# Provided text
Start of Block

The challenge of evaluating diabetes risk is the effectiveness of predicting the tendency or 
likelihood of developing diabetes in the future. For the above reasons, we are understood and realized their 
importance. The tools in Scikit-learn library will be built into predictive models of diabetes risk by 
researchers. In this research, the data were used as clinical data of 103,492 cases of patients receiving 
services from sub-district health promoting hospitals in Loei province. All data are diagnostic and collected 
by the process and the model of the sub-district health promotion hospital by the staff and authority of the 
hospital. 


2. RELATED WORKS 

In the past, the development of an information system for assessment and screening to predict the 
level of early diabetes risk has been continually improved and revised. Of course, one algorithm might be 
able to work or solve some problems very well. But this algorithm can be much less efficient in different 
environments and data formats. Therefore, there are still many opportunities to develop and improve the 
algorithm to be the most suitable [9]. In this research, the theories and principles involved in the development 
of a predictive model for screening for diabetes risk levels include: 


2.1. Machine learning 

Machine learning (ML) is the process by which machines (computers) can process (learn) a set of 
instructions and execute them on their own. The machine learning process is an attempt to enable machines 
to learn and understand various interrelated patterns of information. Then, when a new set of data is 
introduced into the system again, the machine can make predictions or make decisions based on their 
learning. Researcher and interested people in the field of data manipulation, known as "machine learning", 
were first proposed in 1959 [10]. Machine learning aims to use the special characteristics of data collected 
from observations or experiments in the system to automatically model, predict or explain system behavior, 
or to obtain derive decision rules to interact suitable for the system. ML approaches [11] can be categorized 
into three basic categories: supervised learning, unsupervised learning, and reinforcement learning. In 
particular, machine learning applied to diagnostic tasks was presented Fatima and Pasha [12] in six methods: 
Supervised learning, unsupervised learning, semi-supervised learning, reinforcement learning, evolutionary 
learning, and deep learning. Over the past decade, information systems for predicting diabetes risk have been 
continually developed and improved. For example, Sowjanya et al. [13] developed MobDBTest applications 
using new machine learning techniques for predicting diabetes for users. Yuvaraj and SriPreethaa [14] 
presented health care monitoring systems using machine learning algorithms applied in hadoop based clusters 
to predict diabetes risk levels. Later in 2020, an intelligent architecture for monitoring diabetic patients by 
using machine learning algorithms was introduced by Rghioui et al. [15]. This architecture consists of smart 
devices, sensors and smartphones in order to collect measurements from different parts of the body. Clinical 
data obtained from patients are categorized using machine learning to participate in the process of diagnosis.

End of Block

[Region pointing data]
Start of Block

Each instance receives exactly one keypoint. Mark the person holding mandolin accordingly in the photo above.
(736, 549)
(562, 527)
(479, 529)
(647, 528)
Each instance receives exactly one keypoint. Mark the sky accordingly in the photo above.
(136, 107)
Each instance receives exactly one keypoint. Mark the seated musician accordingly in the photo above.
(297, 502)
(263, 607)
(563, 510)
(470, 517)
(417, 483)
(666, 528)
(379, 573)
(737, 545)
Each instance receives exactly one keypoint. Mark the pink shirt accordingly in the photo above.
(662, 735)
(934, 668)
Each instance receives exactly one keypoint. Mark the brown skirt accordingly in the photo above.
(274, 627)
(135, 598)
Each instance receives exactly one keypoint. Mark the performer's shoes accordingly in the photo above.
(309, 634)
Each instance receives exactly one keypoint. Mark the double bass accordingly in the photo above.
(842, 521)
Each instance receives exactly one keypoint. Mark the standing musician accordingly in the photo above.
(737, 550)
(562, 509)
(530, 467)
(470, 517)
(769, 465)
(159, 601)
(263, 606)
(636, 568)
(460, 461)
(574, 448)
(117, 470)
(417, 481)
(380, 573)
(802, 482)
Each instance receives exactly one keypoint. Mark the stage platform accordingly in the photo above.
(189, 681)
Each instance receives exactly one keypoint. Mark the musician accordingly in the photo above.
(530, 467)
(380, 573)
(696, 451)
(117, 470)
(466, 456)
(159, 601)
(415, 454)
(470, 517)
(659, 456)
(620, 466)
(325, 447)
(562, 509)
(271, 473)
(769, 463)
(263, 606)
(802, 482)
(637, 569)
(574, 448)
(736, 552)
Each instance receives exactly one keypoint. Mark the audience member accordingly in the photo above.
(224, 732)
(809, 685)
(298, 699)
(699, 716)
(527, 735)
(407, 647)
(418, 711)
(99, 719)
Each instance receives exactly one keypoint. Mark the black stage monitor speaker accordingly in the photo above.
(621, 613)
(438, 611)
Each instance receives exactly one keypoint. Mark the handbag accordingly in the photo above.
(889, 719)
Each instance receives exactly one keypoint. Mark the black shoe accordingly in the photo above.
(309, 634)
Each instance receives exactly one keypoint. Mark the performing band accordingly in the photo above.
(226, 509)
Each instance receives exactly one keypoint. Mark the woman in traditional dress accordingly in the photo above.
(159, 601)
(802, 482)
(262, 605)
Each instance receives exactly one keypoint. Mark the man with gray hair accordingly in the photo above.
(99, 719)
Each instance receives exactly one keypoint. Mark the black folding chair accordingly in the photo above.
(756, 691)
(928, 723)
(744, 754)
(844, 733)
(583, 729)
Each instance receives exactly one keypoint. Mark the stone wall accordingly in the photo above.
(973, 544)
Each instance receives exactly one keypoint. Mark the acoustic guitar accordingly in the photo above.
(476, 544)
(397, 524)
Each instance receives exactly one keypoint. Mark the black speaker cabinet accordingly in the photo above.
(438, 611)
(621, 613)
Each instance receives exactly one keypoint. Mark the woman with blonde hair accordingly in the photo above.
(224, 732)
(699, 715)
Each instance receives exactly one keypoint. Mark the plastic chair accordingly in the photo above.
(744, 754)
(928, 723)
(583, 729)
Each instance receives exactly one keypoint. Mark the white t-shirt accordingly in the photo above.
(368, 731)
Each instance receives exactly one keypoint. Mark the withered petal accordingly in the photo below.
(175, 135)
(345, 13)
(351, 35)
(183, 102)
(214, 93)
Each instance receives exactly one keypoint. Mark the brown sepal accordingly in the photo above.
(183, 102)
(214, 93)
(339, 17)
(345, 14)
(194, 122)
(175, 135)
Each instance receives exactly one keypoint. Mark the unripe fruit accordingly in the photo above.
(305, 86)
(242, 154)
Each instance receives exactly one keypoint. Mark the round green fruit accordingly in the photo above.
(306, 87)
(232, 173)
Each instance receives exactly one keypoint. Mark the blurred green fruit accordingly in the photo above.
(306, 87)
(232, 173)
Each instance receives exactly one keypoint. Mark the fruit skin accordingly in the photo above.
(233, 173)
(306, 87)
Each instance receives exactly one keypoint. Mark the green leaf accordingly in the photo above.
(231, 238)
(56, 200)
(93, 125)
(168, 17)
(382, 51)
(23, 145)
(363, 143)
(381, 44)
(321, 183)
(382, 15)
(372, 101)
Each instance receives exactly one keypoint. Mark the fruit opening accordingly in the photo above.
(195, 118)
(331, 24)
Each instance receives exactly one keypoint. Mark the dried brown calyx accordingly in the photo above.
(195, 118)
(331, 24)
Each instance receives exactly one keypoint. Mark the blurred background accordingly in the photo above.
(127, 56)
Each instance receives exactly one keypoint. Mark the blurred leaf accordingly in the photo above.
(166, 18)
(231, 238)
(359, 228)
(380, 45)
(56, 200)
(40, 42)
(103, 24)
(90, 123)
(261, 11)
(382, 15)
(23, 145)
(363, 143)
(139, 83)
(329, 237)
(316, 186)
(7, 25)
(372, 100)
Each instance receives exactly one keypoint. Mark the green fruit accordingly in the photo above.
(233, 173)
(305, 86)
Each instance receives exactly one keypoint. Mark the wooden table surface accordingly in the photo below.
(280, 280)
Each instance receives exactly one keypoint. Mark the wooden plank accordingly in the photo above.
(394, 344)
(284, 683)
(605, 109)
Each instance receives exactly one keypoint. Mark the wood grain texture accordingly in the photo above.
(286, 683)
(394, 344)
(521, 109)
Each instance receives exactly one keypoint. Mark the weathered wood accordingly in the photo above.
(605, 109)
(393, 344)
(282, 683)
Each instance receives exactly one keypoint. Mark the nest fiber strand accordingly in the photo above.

End of Block

# Tasks to carry out
• a. According to the passage on diabetes risk prediction, why do many opportunities remain to develop and improve algorithms for screening diabetes risk? Answer in one to three sentences.
• b. Carry on the passage on diabetes risk prediction, starting after its final sentence.
These rows have no connection to the passage on diabetes risk prediction.

# Outputs for the tasks
• a. An algorithm may solve some problems very well but can be much less efficient in different environments and data formats. There is therefore still room to develop and improve algorithms so they become the most suitable.

• b.
The simulation results showed that the algorithm was optimized accordingly. Most recently in our research 
Charoenkun et al. [16], a large number of patient data features such as sex, age, diastolic blood pressure, 
systolic blood pressure, body weight, heart rate, pulse, temperature, height, body mass index, waist, smoking, 
and drinking, were used for the process of machine learning in order to create a model for predicting blood 
sugar levels. The results of studies and developments have been demonstrated that the effectiveness of the 
glycemic prediction model is within the relatively high and acceptable range.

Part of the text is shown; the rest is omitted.